BEGIN

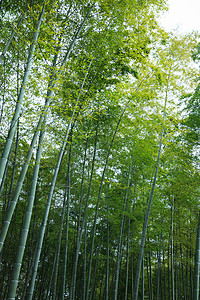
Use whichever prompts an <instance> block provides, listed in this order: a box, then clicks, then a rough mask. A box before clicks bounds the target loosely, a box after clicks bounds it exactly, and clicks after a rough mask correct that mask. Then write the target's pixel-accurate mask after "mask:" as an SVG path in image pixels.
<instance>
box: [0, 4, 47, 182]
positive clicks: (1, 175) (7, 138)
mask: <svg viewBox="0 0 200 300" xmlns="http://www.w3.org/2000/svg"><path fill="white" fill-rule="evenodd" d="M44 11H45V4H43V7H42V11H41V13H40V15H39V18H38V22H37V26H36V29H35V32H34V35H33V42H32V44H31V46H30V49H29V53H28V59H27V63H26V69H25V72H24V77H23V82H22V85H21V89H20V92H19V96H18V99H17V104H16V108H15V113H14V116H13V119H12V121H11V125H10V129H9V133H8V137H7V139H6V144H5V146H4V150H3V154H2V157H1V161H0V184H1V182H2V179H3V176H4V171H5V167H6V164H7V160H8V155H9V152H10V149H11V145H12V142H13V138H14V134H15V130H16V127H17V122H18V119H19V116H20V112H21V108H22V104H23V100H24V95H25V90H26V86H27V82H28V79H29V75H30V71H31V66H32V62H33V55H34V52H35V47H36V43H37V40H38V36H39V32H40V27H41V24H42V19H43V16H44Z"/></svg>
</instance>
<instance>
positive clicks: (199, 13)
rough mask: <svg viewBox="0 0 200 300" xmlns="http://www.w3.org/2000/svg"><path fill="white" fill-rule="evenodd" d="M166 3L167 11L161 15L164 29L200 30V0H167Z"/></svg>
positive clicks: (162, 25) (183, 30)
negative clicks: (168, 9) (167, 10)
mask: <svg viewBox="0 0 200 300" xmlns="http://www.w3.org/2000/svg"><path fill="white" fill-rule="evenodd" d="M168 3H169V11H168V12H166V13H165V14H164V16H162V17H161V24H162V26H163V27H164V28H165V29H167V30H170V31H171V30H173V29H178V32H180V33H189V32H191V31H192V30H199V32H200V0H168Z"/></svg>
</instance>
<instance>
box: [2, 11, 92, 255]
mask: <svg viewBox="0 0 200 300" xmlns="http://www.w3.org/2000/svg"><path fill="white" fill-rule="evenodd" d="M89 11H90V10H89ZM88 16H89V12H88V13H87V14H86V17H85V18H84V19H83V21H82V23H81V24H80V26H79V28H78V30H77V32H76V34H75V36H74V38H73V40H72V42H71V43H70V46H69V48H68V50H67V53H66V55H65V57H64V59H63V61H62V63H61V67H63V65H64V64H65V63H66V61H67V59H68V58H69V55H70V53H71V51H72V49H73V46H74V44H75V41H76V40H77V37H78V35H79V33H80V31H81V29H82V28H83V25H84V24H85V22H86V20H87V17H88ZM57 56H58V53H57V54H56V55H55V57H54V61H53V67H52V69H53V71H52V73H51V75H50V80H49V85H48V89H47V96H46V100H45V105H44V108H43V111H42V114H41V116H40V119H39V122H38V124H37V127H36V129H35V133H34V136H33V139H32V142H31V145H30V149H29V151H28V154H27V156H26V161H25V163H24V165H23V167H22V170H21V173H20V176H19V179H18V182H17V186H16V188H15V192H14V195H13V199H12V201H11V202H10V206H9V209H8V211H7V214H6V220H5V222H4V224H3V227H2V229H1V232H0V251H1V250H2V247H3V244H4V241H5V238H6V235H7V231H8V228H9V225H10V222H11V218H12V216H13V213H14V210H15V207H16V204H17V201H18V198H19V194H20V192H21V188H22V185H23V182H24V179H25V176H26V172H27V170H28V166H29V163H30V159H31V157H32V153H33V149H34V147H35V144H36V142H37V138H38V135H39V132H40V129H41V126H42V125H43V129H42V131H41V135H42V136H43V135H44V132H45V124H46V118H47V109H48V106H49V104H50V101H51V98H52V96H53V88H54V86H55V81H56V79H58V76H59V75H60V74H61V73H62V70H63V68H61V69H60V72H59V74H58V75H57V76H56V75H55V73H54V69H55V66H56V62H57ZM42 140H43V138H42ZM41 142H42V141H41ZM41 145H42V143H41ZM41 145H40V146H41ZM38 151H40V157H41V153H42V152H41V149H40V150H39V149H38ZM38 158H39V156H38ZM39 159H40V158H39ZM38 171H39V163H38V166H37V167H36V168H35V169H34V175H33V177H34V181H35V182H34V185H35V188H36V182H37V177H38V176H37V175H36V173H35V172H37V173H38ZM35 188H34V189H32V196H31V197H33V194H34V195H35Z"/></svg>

END

-- Problem details --
Copy every item above character for character, leaving out the pictures.

-- Task output --
Use whichever prompts an <instance> block provides, listed in this order: a box, then clicks, then a rough mask. A box before clicks bounds the target loosely, a box after clicks bounds it exactly, and clicks after a rough mask correct that mask. Then write the target's pixel-accurate mask after "mask:" as an SVG path in image pixels.
<instance>
box: [0, 4, 47, 182]
positive clicks: (1, 175) (7, 138)
mask: <svg viewBox="0 0 200 300" xmlns="http://www.w3.org/2000/svg"><path fill="white" fill-rule="evenodd" d="M44 11H45V4H43V7H42V11H41V13H40V15H39V18H38V22H37V26H36V29H35V32H34V35H33V42H32V44H31V46H30V49H29V53H28V59H27V63H26V69H25V72H24V77H23V82H22V85H21V89H20V92H19V96H18V99H17V104H16V108H15V113H14V116H13V119H12V121H11V125H10V129H9V133H8V137H7V139H6V144H5V146H4V150H3V154H2V157H1V161H0V184H1V182H2V179H3V176H4V171H5V167H6V164H7V160H8V155H9V152H10V149H11V145H12V142H13V138H14V134H15V130H16V127H17V122H18V119H19V116H20V112H21V108H22V104H23V100H24V95H25V90H26V86H27V82H28V79H29V75H30V71H31V66H32V62H33V55H34V52H35V47H36V43H37V40H38V36H39V32H40V27H41V24H42V19H43V16H44Z"/></svg>
</instance>
<instance>
positive clicks: (199, 13)
rough mask: <svg viewBox="0 0 200 300" xmlns="http://www.w3.org/2000/svg"><path fill="white" fill-rule="evenodd" d="M166 3L167 11L161 15L164 29L200 30V0H167Z"/></svg>
positive clicks: (162, 25) (183, 30)
negative clicks: (168, 9) (167, 10)
mask: <svg viewBox="0 0 200 300" xmlns="http://www.w3.org/2000/svg"><path fill="white" fill-rule="evenodd" d="M168 3H169V11H168V12H166V13H165V14H164V16H162V17H161V24H162V26H163V27H164V28H165V29H167V30H170V31H171V30H173V29H178V32H180V33H189V32H191V31H192V30H199V32H200V0H168Z"/></svg>
</instance>
<instance>
box: [2, 11, 92, 255]
mask: <svg viewBox="0 0 200 300" xmlns="http://www.w3.org/2000/svg"><path fill="white" fill-rule="evenodd" d="M89 11H90V10H89ZM88 16H89V12H88V13H87V14H86V17H85V18H84V19H83V21H82V23H81V24H80V26H79V28H78V30H77V32H76V34H75V36H74V38H73V40H72V42H71V43H70V46H69V48H68V50H67V53H66V55H65V57H64V59H63V61H62V63H61V67H63V65H64V64H65V63H66V61H67V59H68V58H69V55H70V53H71V51H72V49H73V46H74V44H75V41H76V40H77V37H78V35H79V33H80V31H81V29H82V28H83V25H84V24H85V22H86V20H87V17H88ZM57 56H58V53H57V54H56V55H55V57H54V61H53V67H52V69H53V71H52V73H51V75H50V80H49V85H48V89H47V96H46V100H45V105H44V108H43V111H42V114H41V116H40V119H39V122H38V124H37V127H36V129H35V133H34V136H33V139H32V142H31V145H30V149H29V151H28V154H27V156H26V161H25V163H24V165H23V167H22V170H21V173H20V176H19V179H18V182H17V186H16V188H15V192H14V195H13V199H12V201H11V202H10V206H9V209H8V211H7V214H6V220H5V222H4V224H3V227H2V229H1V232H0V251H1V250H2V247H3V244H4V241H5V238H6V235H7V231H8V228H9V225H10V222H11V218H12V216H13V213H14V210H15V207H16V204H17V201H18V198H19V194H20V192H21V188H22V185H23V182H24V179H25V176H26V172H27V170H28V166H29V163H30V159H31V157H32V153H33V149H34V147H35V144H36V142H37V138H38V135H39V132H40V129H41V126H42V125H43V129H42V131H41V135H42V136H43V135H44V132H45V124H46V118H47V109H48V106H49V104H50V101H51V98H52V96H53V88H54V86H55V81H56V79H58V76H59V75H60V74H61V73H62V70H63V68H61V69H60V72H59V74H58V75H57V76H56V75H55V73H54V69H55V66H56V62H57ZM42 140H43V138H42ZM41 142H42V141H41ZM41 145H42V143H41ZM41 145H40V146H41ZM38 151H40V157H41V153H42V152H41V149H40V150H39V149H38ZM38 158H39V156H38ZM39 159H40V158H39ZM38 171H39V163H38V166H37V167H36V168H35V169H34V175H33V177H34V181H35V182H34V185H35V188H36V182H37V177H38V176H37V175H36V173H35V172H37V173H38ZM35 188H34V189H32V196H31V197H33V194H34V195H35Z"/></svg>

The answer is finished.